### HOW TO COMPLETE THIS TASK
Print the entries verbatim, leaving out the images they contain.

### PROVIDED RECORDS
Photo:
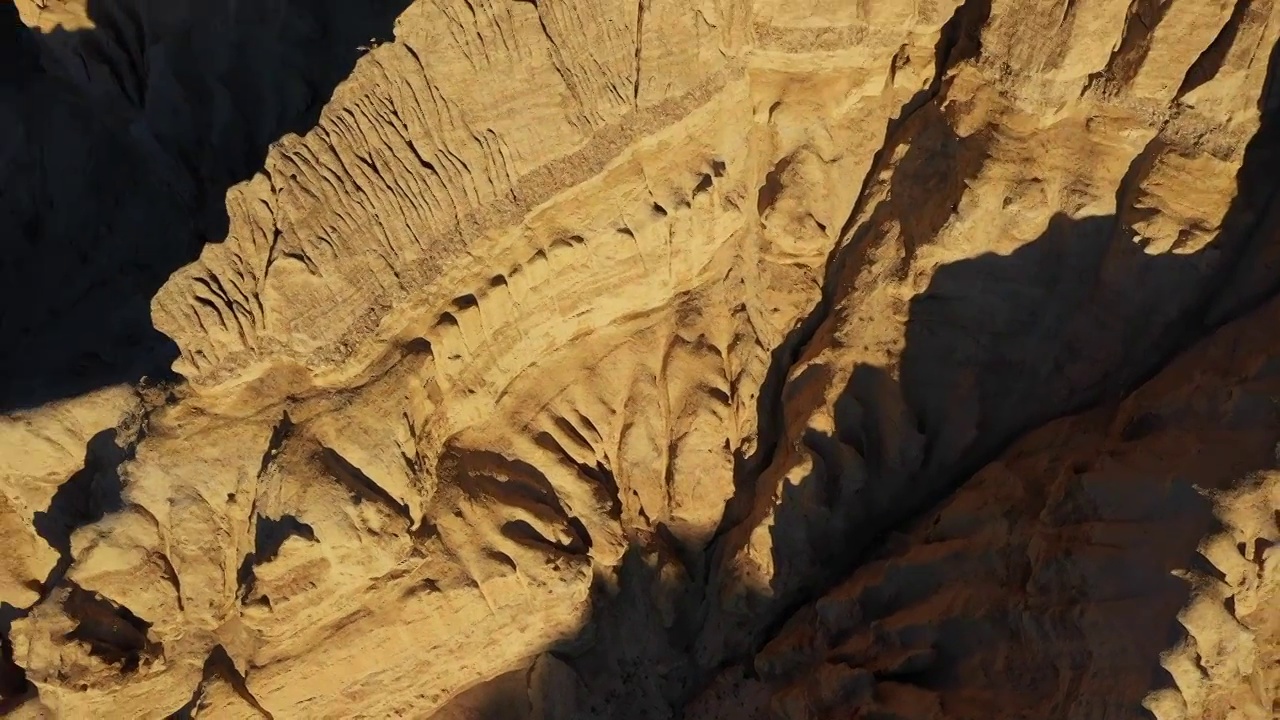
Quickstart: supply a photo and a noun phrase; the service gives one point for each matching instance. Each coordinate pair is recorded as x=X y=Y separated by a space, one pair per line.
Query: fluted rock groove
x=645 y=359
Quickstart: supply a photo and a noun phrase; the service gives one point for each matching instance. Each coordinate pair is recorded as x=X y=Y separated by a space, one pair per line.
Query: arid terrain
x=640 y=359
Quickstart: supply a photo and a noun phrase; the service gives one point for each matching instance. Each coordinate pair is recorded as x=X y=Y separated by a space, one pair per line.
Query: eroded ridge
x=577 y=345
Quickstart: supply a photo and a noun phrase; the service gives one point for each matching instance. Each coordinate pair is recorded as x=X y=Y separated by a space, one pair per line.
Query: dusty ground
x=510 y=359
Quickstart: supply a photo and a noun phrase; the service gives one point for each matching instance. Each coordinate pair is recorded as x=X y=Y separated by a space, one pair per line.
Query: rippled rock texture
x=512 y=359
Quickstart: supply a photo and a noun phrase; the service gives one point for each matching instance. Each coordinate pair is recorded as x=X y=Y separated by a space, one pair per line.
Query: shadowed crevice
x=117 y=147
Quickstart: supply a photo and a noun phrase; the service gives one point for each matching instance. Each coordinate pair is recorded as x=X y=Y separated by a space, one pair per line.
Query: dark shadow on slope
x=86 y=497
x=117 y=147
x=996 y=346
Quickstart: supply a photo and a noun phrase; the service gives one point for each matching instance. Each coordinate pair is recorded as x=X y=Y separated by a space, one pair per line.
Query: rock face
x=725 y=359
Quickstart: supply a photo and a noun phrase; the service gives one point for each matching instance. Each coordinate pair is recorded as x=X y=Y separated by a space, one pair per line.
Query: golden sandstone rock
x=586 y=359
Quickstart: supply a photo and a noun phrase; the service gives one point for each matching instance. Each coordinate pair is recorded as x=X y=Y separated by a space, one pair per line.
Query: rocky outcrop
x=740 y=359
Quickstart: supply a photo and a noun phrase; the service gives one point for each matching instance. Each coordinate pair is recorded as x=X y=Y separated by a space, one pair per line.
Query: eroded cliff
x=731 y=359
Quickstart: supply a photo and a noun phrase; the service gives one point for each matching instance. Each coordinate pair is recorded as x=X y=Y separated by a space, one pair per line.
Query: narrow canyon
x=640 y=359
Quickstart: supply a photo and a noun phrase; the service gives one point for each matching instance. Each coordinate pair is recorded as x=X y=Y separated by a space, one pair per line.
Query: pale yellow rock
x=548 y=365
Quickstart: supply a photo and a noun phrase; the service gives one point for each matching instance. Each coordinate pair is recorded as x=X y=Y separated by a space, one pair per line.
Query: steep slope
x=644 y=360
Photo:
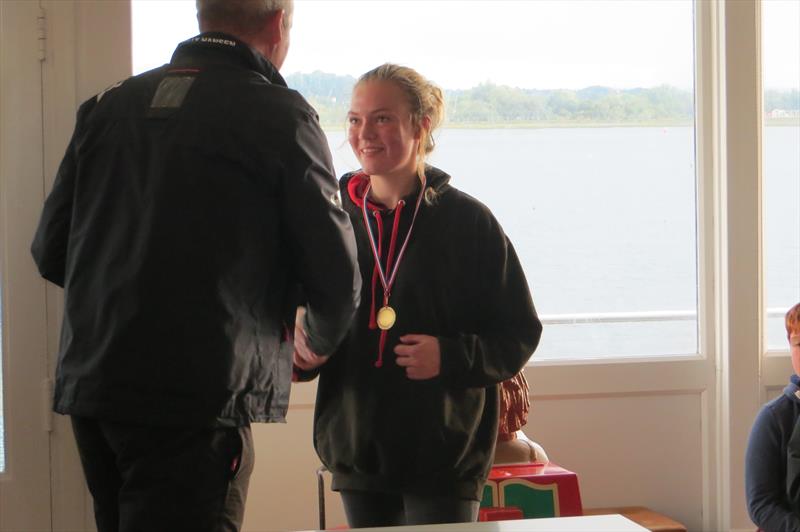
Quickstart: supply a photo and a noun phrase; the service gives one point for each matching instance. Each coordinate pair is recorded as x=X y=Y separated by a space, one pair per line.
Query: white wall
x=668 y=434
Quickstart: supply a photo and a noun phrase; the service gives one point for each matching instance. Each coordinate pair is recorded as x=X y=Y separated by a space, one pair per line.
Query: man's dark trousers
x=161 y=478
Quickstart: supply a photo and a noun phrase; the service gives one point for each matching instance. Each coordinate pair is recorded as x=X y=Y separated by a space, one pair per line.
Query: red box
x=538 y=489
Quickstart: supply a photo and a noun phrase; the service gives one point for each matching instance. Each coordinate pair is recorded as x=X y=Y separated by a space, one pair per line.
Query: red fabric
x=356 y=188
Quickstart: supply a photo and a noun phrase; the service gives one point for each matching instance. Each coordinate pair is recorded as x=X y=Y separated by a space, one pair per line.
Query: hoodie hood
x=355 y=183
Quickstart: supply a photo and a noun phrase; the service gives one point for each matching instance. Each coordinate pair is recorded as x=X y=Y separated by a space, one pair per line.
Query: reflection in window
x=781 y=160
x=581 y=144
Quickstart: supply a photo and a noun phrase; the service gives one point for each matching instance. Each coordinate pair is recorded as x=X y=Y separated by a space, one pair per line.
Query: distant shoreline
x=772 y=122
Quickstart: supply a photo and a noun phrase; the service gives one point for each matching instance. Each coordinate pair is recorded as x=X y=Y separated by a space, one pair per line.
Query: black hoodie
x=459 y=280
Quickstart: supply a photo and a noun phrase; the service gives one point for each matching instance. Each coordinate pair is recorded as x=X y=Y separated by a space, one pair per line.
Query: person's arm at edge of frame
x=513 y=328
x=49 y=247
x=793 y=469
x=764 y=488
x=323 y=240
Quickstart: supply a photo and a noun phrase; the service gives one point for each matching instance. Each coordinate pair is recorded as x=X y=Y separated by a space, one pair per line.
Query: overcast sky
x=461 y=43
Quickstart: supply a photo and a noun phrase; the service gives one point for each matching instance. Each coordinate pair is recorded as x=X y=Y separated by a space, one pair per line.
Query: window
x=582 y=144
x=2 y=408
x=781 y=164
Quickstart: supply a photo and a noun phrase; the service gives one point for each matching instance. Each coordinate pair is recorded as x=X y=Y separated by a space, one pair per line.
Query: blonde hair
x=425 y=100
x=793 y=321
x=240 y=17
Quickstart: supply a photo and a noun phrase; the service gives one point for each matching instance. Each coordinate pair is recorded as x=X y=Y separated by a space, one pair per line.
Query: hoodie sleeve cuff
x=453 y=362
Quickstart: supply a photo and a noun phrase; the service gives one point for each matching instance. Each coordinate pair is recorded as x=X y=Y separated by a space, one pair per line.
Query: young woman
x=407 y=409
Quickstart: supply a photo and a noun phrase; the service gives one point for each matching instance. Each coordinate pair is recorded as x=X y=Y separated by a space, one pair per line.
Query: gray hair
x=240 y=17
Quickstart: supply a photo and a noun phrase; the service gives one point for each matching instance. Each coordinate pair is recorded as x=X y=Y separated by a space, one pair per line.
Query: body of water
x=604 y=221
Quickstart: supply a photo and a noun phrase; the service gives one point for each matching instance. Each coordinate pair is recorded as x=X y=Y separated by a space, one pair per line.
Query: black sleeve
x=765 y=477
x=793 y=469
x=322 y=239
x=508 y=328
x=49 y=248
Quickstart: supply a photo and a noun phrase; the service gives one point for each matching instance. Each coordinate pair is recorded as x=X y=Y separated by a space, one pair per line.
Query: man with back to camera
x=190 y=199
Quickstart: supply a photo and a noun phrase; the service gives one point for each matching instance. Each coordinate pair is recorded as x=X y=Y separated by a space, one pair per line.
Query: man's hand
x=420 y=355
x=303 y=357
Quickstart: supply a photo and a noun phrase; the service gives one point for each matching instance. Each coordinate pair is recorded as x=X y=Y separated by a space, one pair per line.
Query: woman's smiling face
x=381 y=131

### COMPLETED TASK
Photo:
Quickstart: supply a photo and a noun phrase; the service gives one point for each matching instance. Each coordinate pair is recorded as x=X y=Y separated by a space, one pair per line.
Query: fluted rock groove
x=645 y=359
Quickstart: supply a photo and a noun phrase; the service gives one point for each matching instance. Each coordinate pair is recorded as x=X y=Y separated by a space, one pair per line.
Query: arid terrain
x=640 y=359
Quickstart: supply a photo and a noun phrase; the service gives one point for each matching instance. Each coordinate pair is recorded as x=X y=Y separated by a space, one pair per line.
Query: eroded ridge
x=577 y=345
Quickstart: supply a photo and a noun phrase; the service gives one point for each matching instance. Each coordinate pair is recorded as x=X y=Y separated by a space, one pair per line.
Query: dusty ground
x=510 y=359
Quickstart: supply a photo and a noun phrase; the service gives one point for each matching instance. Each coordinate pair is recorded as x=X y=Y separated by a space, one pair per line.
Query: rippled rock texture
x=512 y=359
Quickstart: supply a photo and a noun phrase; the service gives one point for each matching instance. Each coordinate pair is recorded as x=X y=Y separated by a space, one pair per line.
Query: shadowed crevice
x=117 y=147
Quickstart: supply a photo and a noun phrase; the service gives one point for each matching instance. Each coordinate pair is recorded as x=X y=Y separated by a space, one pair per line.
Query: dark shadow on slope
x=86 y=497
x=117 y=147
x=996 y=346
Quickstart: supply a photo and a noun phrase; the service gives one point for each matching instance. Each coordinate pair is recorded as x=X y=Y separated by a space, one pair per line.
Query: rock face
x=725 y=359
Quickstart: supply a photo and a noun phrase; the service gives one point for each matching instance. Each coordinate pair is recorded as x=X y=Y separated by a space, one pair per line.
Query: golden sandstone rock
x=586 y=359
Quickstart: supply a photo and a noun phrase; the service gives one point for each matching instance. Each coordinate pair is recorded as x=X y=Y separated by a space, one pair per line.
Query: rocky outcrop
x=740 y=359
Quickstart: supply a photo and a noun phrase; the service gives one point for each matching instance. Each coordinate pair is recorded as x=X y=Y separated by a space, one pair per line.
Query: eroded cliff
x=731 y=359
Quickstart: supply a photo and a noun phrase; the service gives one point for each matching instance. Each coordinate pair is recorded as x=X y=Y separated by a space, one pair per line.
Query: narrow canyon
x=640 y=359
Quickstart: supply a photo and a noun phrase; the service gives one point for each matching instance. Each coordinate pair is recorded as x=X y=Y separated by a space, one pair per line.
Query: pale yellow rock
x=548 y=365
Quickstart: supply a photo and a noun phrase; the service gives one point for each matching instance. Each coordinate pair is recorded as x=X y=Y separated by a space, one pair per line.
Query: steep slope
x=644 y=360
Photo:
Quickstart: supply a photo and a noun phrase; the service gives one point for each matching instance. Each coordinate pair is recorded as x=X y=Y separated by a space, one pair per line.
Query: white wall
x=668 y=434
Quickstart: supply a photo and a noun phrase; the service gives one point for each matching instance. Each coordinate pair is recorded as x=X y=Y separated by a space, one pair per line.
Query: man's dark trousers
x=161 y=478
Quickstart: supply a photo and a noun phrase; the service gives one point for each matching instance. Each coordinate pair is recorded as x=X y=Y separated by a space, one pair per line.
Query: red box
x=538 y=489
Quickstart: supply a photo and a noun phrase; the service gives one point for each matching instance. Each coordinate pair is recorded as x=X y=Y separated by a space, one pair per line.
Query: red fabric
x=356 y=188
Quickstart: supply a photo and a noun phrase; the service gives one point for each matching instance. Each coordinate pair is recorded as x=X y=Y separated by a space, one pair per line.
Query: hoodie hood
x=355 y=183
Quickstart: supply a photo and a noun phrase; the service gives one point for each matching instance. Each coordinate pair is recorded as x=X y=Y separated by a space, one pair per line.
Query: reflection in window
x=781 y=160
x=581 y=144
Quickstart: supply a photo and a noun phrase; the service gives one point for each matching instance. Each coordinate pair is recorded as x=X y=Y separated by a space, one pair per line.
Query: distant shoreline
x=772 y=122
Quickstart: supply a photo and a noun phrase; the service gives one point for each matching instance. Each coordinate pair is recorded as x=X y=Y separated by a space, one pair per line.
Query: black hoodie
x=459 y=280
Quickstart: supply a photo and a noun phrase; the service gives one point for each matching instance. Each coordinate pair is recorded as x=X y=Y separated by a space, one pair per line.
Query: person's arm at edge of frame
x=513 y=328
x=49 y=247
x=793 y=469
x=764 y=488
x=323 y=240
Quickstart: supply a photo and a noun phrase; the service gives one point for each matching instance. Each coordinate pair is recorded as x=X y=Y separated by a space, one pair per line.
Query: overcast sky
x=461 y=43
Quickstart: supply a photo and a noun phrase; the service gives one point for each matching instance. Each coordinate pair is recorded as x=X y=Y separated by a space, one pair per line.
Query: window
x=582 y=144
x=2 y=408
x=781 y=164
Quickstart: supply a photo and a noun phrase; the service gives one point for each matching instance. Each coordinate pair is recorded as x=X y=Y separated by a space, one pair per line.
Query: blonde hair
x=425 y=100
x=793 y=321
x=240 y=17
Quickstart: supply a photo and a noun phrase; the service gives one point for each matching instance. Each coordinate pair is recorded as x=X y=Y separated by a space, one pair per line.
Query: hoodie sleeve cuff
x=453 y=362
Quickstart: supply a photo and a noun phrase; the service gives one point for each matching instance. Each coordinate pair is recorded as x=X y=Y separated by a space, one pair per line.
Query: young woman
x=407 y=409
Quickstart: supply a photo and a noun phrase; the service gives one point for each matching instance. Each coordinate pair is recorded as x=X y=Y separated by a space, one pair per line.
Query: gray hair
x=240 y=17
Quickstart: supply a photo and a noun phrase; the service gives one point for each matching instance. Each coordinate pair is recorded as x=X y=Y separated by a space, one pair per line.
Query: body of water
x=604 y=221
Quickstart: supply a photo and a noun phrase; the service gives one point for each matching instance. Each coordinate pair is recorded as x=X y=Y separated by a space, one pair per line.
Query: black sleeve
x=765 y=477
x=793 y=469
x=322 y=239
x=508 y=328
x=49 y=248
Quickstart: supply a photo and a noun phrase; the service gives one point for each matching instance. Each coordinate pair is recorded as x=X y=Y separated by a space, one pair per line.
Query: man with back to camera
x=190 y=199
Quickstart: supply a photo and a noun phrase; the service gives one point for each matching instance. Each coordinate pair is recorded as x=X y=Y separated by a space, one pair per line.
Query: man's hand
x=420 y=355
x=303 y=357
Quickstart: supply a photo and a noun phrase; the service gives one point for each matching instance. Each coordinate pair is recorded as x=X y=Y separated by a space, one pair per line.
Query: woman's smiling face
x=381 y=131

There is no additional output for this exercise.